Assignment
From the records below, copy each line that has the word "bronze" in it.

Task data
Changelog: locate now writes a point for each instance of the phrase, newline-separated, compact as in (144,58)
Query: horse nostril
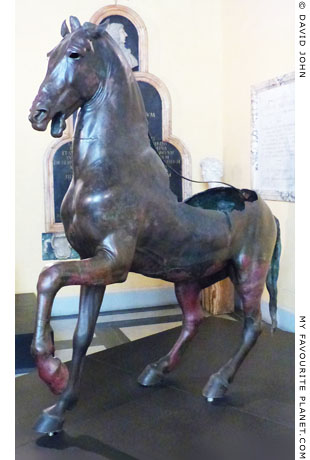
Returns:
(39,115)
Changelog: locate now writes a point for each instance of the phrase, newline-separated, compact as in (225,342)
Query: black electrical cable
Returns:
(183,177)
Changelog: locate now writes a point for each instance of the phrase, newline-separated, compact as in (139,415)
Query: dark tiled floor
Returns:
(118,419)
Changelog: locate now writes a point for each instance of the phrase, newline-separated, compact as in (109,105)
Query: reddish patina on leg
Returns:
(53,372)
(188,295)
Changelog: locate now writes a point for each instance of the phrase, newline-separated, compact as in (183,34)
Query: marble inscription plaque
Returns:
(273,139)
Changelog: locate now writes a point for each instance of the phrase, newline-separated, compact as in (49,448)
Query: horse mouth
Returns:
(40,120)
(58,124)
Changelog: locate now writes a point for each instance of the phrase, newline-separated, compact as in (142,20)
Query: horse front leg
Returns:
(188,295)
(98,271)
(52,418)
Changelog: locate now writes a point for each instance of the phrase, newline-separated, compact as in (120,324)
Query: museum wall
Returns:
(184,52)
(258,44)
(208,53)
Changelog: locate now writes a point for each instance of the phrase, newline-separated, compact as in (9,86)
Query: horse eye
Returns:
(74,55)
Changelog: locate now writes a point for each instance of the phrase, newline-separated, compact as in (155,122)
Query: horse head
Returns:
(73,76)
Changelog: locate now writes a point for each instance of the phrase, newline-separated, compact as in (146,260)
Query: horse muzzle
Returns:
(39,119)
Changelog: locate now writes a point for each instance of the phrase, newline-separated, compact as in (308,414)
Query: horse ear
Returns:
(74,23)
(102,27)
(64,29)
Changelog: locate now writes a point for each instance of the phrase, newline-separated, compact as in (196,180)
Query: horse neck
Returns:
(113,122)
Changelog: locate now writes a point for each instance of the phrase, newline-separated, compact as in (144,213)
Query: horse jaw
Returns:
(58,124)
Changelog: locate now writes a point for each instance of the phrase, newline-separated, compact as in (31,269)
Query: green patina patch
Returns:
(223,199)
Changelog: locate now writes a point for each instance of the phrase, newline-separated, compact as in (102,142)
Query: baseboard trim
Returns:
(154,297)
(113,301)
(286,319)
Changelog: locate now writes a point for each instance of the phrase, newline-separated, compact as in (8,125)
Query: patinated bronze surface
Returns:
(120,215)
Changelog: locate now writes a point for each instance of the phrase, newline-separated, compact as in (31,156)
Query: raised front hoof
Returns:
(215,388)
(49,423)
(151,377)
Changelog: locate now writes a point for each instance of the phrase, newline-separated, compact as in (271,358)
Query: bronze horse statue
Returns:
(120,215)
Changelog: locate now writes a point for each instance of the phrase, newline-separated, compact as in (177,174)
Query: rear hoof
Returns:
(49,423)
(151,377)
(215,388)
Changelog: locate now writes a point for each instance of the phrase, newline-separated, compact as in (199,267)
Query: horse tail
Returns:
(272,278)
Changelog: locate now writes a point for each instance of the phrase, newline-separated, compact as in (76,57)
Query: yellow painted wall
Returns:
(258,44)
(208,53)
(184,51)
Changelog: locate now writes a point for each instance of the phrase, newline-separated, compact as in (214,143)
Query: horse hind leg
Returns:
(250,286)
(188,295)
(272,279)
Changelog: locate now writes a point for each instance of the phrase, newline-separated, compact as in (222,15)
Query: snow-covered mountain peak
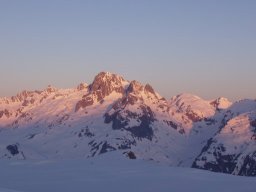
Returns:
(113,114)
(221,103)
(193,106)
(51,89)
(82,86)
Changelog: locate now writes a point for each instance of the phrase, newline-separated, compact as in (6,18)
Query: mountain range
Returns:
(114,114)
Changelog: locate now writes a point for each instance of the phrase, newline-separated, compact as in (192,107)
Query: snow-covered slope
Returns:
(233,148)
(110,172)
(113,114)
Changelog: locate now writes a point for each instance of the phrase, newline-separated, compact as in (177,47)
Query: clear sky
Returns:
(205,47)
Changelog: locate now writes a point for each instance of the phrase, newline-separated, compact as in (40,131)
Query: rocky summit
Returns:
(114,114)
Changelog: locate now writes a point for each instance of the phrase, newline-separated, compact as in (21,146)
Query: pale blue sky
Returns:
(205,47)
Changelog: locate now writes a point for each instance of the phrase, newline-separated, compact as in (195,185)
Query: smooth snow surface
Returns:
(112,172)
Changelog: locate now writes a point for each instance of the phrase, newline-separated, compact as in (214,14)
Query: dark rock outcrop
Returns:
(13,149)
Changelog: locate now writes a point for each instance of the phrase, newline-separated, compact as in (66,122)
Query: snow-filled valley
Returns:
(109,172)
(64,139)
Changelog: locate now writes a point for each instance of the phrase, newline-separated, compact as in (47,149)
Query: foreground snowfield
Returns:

Solution
Query: patinated bronze surface
Query: bronze horse statue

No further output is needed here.